_Task to complete:_
Please retype the part of the forum thread below on turned holiday gifts that begins with the words "I suspect a" and ends with "maxman400 (Dec 20, 2014)", keeping every character unchanged.

_Reading passage:_
▬▬▬

# POST your Holiday Turnings gifts!!!



## mark james (Dec 20, 2014)

...What we are giving...  not what the Grinch will bring.  (That can be another thread on 12/25).

I suspect a bunch of us will be giving turned gifts for stocking stuffers, gifts, etc...  Post them here, be proud, and inspire those who "wait til the last minute."

Ha Ha!  I have to run upstairs and take pictures of mine (back in 1/2 hr), hopefully there will be others already posted!

Happy Holidays!​


----------



## maxman400 (Dec 20, 2014)

For a Special Friend :biggrin: Brown Box Elder on an All Gold Sierra.


----------



## StuartCovey (Dec 20, 2014)

Heres mine.  Already posted in another thread, but hey, why not?


----------



## mark james (Dec 20, 2014)

OK, here are mine!

1.  For my Computer Gaming Son (23 yr old) (Thank you for the kit Bob Jackson)
2.  For my Daughter (19 and likes PINK...)
3.  For my SCUBA diving/Sky diving/Kayaking/Trialathon/YOGA/... (24 yr old) dull, boring son...
4.  For TLOML!!!  A Chemistry Geek who needs pencils rather than pens.  (Thank you for a fantastic blank BSea).

▬▬▬

Raw records:
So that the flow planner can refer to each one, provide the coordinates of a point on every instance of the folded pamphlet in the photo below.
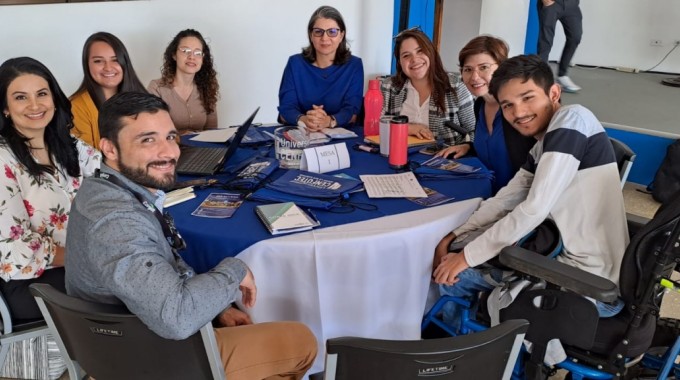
(219, 205)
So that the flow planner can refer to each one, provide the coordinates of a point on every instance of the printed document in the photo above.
(402, 185)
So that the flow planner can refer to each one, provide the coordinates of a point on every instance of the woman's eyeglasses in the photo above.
(188, 52)
(332, 32)
(482, 69)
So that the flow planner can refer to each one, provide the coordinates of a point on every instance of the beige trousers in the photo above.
(276, 350)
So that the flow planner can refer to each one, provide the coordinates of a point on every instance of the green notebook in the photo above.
(282, 218)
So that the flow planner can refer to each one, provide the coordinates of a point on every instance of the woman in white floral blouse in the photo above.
(41, 167)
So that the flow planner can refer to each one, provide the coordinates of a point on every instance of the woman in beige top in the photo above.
(188, 83)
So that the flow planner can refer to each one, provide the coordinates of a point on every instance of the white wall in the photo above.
(507, 20)
(615, 32)
(460, 24)
(250, 40)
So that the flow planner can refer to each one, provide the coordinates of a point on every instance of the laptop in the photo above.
(208, 161)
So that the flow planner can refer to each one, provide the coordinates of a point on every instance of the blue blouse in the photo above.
(338, 88)
(491, 149)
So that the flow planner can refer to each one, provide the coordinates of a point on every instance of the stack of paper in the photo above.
(178, 196)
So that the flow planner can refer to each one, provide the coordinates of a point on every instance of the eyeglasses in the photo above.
(484, 68)
(332, 32)
(411, 29)
(196, 53)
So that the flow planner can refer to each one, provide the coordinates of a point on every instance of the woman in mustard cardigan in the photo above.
(107, 70)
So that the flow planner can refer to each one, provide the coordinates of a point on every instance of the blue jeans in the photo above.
(470, 283)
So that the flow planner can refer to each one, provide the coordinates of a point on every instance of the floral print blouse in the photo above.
(33, 216)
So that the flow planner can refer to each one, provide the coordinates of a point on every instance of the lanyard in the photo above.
(167, 224)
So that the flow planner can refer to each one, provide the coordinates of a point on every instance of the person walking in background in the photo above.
(569, 15)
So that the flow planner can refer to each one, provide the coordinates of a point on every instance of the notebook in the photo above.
(208, 161)
(281, 218)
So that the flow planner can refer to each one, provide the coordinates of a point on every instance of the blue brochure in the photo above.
(314, 185)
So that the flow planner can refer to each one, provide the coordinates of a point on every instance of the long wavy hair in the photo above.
(130, 80)
(343, 54)
(60, 145)
(436, 75)
(205, 78)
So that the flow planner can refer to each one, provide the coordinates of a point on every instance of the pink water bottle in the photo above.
(372, 107)
(398, 158)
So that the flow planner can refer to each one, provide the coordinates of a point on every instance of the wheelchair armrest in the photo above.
(560, 274)
(635, 223)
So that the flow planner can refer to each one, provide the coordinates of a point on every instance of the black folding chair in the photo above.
(110, 343)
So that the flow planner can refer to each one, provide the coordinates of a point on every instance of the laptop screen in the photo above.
(195, 160)
(236, 140)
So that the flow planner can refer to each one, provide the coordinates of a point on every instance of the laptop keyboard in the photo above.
(195, 160)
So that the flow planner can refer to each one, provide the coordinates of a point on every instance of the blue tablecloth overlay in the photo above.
(211, 240)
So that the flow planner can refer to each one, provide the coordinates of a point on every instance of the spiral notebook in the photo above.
(282, 218)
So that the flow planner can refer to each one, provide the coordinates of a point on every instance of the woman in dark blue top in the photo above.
(323, 86)
(497, 144)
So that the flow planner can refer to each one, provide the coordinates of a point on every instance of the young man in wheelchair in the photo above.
(570, 177)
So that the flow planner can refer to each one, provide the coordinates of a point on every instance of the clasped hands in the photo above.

▬▬▬

_Task output:_
I suspect a bunch of us will be giving turned gifts for stocking stuffers, gifts, etc...  Post them here, be proud, and inspire those who "wait til the last minute."

Ha Ha!  I have to run upstairs and take pictures of mine (back in 1/2 hr), hopefully there will be others already posted!

Happy Holidays!​


----------



## maxman400 (Dec 20, 2014)